_Information provided_.
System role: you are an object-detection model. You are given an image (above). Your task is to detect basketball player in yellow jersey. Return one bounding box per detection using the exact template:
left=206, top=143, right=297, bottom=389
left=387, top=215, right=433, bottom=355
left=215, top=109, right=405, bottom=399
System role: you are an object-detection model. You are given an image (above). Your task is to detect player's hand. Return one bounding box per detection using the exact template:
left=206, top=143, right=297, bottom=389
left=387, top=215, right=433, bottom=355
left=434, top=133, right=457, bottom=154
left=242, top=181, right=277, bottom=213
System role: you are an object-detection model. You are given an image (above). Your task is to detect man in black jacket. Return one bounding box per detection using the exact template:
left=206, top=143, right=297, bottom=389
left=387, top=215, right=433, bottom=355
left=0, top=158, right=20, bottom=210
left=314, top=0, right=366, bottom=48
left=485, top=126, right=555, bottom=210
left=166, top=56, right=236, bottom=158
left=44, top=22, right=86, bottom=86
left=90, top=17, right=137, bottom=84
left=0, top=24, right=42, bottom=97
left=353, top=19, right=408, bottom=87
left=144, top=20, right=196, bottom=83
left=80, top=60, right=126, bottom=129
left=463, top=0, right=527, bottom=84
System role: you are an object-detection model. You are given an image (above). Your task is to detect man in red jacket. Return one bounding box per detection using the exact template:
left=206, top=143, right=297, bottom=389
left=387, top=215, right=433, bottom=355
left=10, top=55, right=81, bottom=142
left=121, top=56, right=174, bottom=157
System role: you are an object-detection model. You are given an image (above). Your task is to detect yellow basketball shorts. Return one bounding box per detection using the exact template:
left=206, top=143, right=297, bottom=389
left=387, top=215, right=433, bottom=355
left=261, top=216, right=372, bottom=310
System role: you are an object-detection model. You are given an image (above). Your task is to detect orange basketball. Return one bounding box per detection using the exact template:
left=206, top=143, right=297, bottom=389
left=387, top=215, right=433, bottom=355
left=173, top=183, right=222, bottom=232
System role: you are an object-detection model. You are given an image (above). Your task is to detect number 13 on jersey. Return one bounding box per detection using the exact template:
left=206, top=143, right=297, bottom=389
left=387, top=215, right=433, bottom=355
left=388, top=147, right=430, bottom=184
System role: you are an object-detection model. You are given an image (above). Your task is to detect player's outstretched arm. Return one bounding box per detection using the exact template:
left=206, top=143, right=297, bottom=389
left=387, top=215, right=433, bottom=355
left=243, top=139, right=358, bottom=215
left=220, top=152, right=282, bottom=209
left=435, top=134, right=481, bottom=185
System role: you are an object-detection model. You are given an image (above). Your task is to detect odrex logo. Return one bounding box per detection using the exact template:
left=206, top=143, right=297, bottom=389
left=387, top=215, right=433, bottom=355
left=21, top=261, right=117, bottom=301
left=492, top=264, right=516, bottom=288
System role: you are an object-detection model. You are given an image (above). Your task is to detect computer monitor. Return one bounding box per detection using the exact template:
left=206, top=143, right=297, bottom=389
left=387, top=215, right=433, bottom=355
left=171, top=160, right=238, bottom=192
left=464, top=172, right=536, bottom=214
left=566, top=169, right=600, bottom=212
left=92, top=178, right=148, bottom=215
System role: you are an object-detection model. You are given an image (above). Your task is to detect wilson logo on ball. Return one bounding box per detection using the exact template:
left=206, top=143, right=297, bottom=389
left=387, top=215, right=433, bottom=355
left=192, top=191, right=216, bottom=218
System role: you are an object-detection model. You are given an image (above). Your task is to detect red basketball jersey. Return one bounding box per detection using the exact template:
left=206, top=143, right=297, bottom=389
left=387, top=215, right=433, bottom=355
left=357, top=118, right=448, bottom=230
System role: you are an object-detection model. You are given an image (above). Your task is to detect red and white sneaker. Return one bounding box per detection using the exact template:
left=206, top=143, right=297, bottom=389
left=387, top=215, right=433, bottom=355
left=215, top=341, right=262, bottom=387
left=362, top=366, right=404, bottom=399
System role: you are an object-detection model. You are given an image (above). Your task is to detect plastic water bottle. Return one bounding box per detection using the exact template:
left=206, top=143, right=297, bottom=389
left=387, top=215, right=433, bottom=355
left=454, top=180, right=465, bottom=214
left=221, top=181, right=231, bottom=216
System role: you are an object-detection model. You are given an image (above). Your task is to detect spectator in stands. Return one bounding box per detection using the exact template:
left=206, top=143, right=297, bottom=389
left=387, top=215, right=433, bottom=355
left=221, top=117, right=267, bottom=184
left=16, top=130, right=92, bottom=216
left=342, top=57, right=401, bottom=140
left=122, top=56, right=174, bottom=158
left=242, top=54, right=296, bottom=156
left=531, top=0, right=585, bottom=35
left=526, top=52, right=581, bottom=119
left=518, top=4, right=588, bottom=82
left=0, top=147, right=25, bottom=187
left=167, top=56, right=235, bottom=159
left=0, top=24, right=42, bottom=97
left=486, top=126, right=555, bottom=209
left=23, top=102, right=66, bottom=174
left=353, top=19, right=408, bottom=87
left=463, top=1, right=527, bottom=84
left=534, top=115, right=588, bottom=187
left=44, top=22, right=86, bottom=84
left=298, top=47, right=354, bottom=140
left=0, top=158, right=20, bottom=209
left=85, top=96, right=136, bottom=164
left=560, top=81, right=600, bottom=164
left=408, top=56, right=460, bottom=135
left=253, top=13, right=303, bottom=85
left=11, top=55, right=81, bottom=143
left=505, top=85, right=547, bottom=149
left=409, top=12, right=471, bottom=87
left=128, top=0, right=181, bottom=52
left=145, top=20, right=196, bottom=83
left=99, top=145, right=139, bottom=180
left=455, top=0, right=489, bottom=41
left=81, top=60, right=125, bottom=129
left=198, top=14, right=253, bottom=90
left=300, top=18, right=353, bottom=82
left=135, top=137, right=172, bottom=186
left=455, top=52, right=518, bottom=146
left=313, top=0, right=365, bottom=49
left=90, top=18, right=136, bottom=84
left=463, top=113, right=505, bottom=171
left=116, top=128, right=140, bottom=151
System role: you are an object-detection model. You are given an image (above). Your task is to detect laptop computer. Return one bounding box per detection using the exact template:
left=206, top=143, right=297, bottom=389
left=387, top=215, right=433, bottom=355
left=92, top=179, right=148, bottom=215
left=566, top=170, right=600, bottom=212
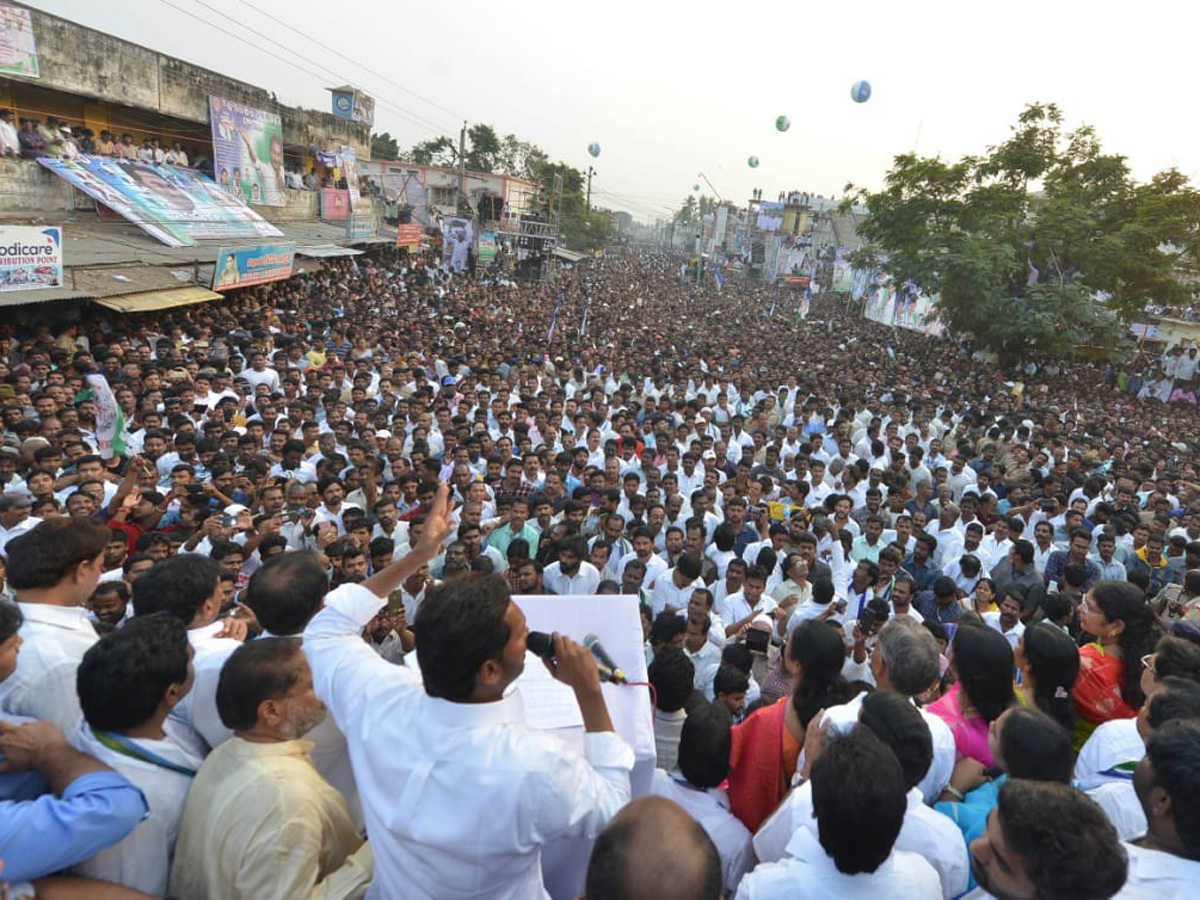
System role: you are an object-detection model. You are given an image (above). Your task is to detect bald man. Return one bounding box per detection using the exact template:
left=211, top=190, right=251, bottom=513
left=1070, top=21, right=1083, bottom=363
left=584, top=796, right=722, bottom=900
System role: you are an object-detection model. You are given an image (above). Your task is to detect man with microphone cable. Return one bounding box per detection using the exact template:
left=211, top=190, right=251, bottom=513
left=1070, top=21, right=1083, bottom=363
left=304, top=484, right=634, bottom=900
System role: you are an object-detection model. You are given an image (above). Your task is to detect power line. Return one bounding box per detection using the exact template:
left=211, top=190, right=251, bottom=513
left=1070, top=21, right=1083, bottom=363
left=234, top=0, right=465, bottom=125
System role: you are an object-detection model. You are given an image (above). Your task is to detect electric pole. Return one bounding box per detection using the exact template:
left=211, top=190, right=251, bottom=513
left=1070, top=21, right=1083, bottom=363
left=586, top=165, right=596, bottom=214
left=457, top=120, right=467, bottom=213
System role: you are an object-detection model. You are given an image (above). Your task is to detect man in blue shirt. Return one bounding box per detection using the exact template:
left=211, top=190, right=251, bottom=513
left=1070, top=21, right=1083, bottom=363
left=0, top=601, right=148, bottom=885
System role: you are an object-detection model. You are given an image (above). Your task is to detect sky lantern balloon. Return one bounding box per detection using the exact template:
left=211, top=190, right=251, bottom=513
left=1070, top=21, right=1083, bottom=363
left=775, top=115, right=790, bottom=132
left=748, top=156, right=759, bottom=168
left=587, top=141, right=601, bottom=157
left=850, top=80, right=872, bottom=103
left=693, top=184, right=700, bottom=191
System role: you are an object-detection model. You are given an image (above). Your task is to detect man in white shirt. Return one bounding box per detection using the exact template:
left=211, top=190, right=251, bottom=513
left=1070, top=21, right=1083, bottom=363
left=967, top=780, right=1127, bottom=900
left=754, top=692, right=969, bottom=900
left=69, top=613, right=205, bottom=897
left=616, top=528, right=669, bottom=589
left=1111, top=718, right=1200, bottom=898
left=0, top=519, right=108, bottom=731
left=304, top=485, right=633, bottom=900
left=0, top=490, right=41, bottom=556
left=735, top=727, right=941, bottom=899
left=240, top=351, right=281, bottom=393
left=651, top=553, right=707, bottom=615
left=542, top=535, right=601, bottom=595
left=649, top=705, right=754, bottom=896
left=132, top=555, right=243, bottom=751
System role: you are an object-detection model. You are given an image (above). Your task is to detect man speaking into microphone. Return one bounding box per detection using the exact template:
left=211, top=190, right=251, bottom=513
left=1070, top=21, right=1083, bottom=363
left=304, top=484, right=634, bottom=900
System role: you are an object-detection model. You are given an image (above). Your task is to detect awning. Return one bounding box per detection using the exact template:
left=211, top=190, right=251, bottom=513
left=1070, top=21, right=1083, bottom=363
left=92, top=286, right=224, bottom=313
left=552, top=247, right=586, bottom=263
left=0, top=288, right=94, bottom=308
left=295, top=244, right=363, bottom=258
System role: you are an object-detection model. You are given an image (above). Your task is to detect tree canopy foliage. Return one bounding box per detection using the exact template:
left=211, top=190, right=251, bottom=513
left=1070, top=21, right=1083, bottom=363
left=844, top=103, right=1200, bottom=359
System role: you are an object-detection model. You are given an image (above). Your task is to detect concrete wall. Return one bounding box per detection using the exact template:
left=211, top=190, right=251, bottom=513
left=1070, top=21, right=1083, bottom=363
left=0, top=159, right=87, bottom=213
left=11, top=4, right=369, bottom=158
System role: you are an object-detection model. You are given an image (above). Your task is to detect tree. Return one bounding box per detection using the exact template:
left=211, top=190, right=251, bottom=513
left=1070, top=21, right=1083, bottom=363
left=407, top=136, right=456, bottom=166
left=674, top=195, right=699, bottom=226
left=464, top=123, right=502, bottom=173
left=497, top=134, right=548, bottom=181
left=561, top=210, right=615, bottom=253
left=844, top=103, right=1200, bottom=361
left=370, top=132, right=399, bottom=161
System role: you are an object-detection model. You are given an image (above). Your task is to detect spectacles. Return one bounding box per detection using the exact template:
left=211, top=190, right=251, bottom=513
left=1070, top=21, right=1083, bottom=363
left=1141, top=654, right=1158, bottom=678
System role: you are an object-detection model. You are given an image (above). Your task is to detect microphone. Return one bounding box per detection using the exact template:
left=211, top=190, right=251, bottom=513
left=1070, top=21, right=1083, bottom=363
left=526, top=631, right=627, bottom=684
left=584, top=633, right=627, bottom=684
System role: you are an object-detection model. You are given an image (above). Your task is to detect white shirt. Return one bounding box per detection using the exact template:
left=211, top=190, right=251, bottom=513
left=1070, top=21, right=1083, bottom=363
left=650, top=572, right=706, bottom=616
left=754, top=784, right=969, bottom=900
left=820, top=692, right=954, bottom=803
left=542, top=560, right=601, bottom=596
left=68, top=719, right=204, bottom=896
left=717, top=590, right=777, bottom=630
left=170, top=621, right=242, bottom=752
left=735, top=826, right=942, bottom=899
left=0, top=602, right=98, bottom=732
left=981, top=611, right=1025, bottom=651
left=650, top=770, right=754, bottom=896
left=684, top=639, right=722, bottom=689
left=616, top=551, right=668, bottom=589
left=304, top=582, right=635, bottom=900
left=0, top=515, right=42, bottom=556
left=1088, top=781, right=1147, bottom=841
left=1075, top=717, right=1143, bottom=790
left=1112, top=841, right=1200, bottom=899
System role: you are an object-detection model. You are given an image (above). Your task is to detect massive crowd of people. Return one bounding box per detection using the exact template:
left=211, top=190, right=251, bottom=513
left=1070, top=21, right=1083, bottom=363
left=1, top=244, right=1200, bottom=899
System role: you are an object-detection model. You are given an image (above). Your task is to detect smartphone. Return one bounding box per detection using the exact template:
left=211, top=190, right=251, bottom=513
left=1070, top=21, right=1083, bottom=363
left=859, top=607, right=876, bottom=635
left=744, top=628, right=769, bottom=654
left=220, top=514, right=237, bottom=528
left=386, top=591, right=405, bottom=614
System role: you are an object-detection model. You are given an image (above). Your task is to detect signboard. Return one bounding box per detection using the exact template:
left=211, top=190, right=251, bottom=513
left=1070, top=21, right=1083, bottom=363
left=477, top=229, right=496, bottom=264
left=395, top=223, right=422, bottom=249
left=345, top=213, right=376, bottom=240
left=213, top=242, right=295, bottom=290
left=0, top=5, right=38, bottom=78
left=331, top=89, right=375, bottom=126
left=39, top=156, right=282, bottom=248
left=321, top=188, right=350, bottom=222
left=442, top=216, right=474, bottom=271
left=863, top=283, right=945, bottom=337
left=209, top=95, right=285, bottom=207
left=0, top=226, right=61, bottom=291
left=341, top=146, right=361, bottom=211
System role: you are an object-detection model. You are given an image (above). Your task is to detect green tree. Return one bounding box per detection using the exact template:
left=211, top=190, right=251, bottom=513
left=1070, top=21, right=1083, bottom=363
left=465, top=123, right=502, bottom=173
left=407, top=136, right=456, bottom=166
left=497, top=134, right=549, bottom=181
left=561, top=210, right=615, bottom=253
left=844, top=103, right=1200, bottom=360
left=675, top=195, right=698, bottom=225
left=370, top=131, right=399, bottom=161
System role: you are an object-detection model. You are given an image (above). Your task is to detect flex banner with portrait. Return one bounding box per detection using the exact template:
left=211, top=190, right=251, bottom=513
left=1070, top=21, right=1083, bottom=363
left=441, top=216, right=474, bottom=272
left=209, top=95, right=286, bottom=207
left=39, top=156, right=283, bottom=248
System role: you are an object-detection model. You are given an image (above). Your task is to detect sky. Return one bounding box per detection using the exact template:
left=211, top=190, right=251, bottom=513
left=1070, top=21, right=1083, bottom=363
left=26, top=0, right=1200, bottom=224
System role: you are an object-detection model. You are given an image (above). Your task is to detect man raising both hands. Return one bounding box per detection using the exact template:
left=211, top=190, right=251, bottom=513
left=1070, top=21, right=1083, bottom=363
left=304, top=484, right=634, bottom=900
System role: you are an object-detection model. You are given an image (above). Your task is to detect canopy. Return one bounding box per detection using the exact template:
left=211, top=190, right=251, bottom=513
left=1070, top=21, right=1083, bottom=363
left=93, top=286, right=224, bottom=313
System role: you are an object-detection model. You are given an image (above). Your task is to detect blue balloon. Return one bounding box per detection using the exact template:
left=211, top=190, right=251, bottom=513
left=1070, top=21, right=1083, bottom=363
left=587, top=141, right=601, bottom=157
left=693, top=184, right=700, bottom=191
left=850, top=80, right=872, bottom=103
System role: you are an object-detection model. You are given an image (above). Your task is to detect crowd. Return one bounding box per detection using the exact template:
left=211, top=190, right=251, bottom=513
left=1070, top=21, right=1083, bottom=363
left=2, top=243, right=1200, bottom=898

_Work to complete_. Collect each line of the entries that has the word "canopy", copying it in full.

_Solved exercise_.
System role: you are an object-detection model. You are given an image (above). Your task is to detect tree canopy foliage. Return one bounding box per detection using the exact template:
System role: you are an object-detection model. You are given an image (above). Your task is to detect canopy. Return one bounding box per detection using the exact template:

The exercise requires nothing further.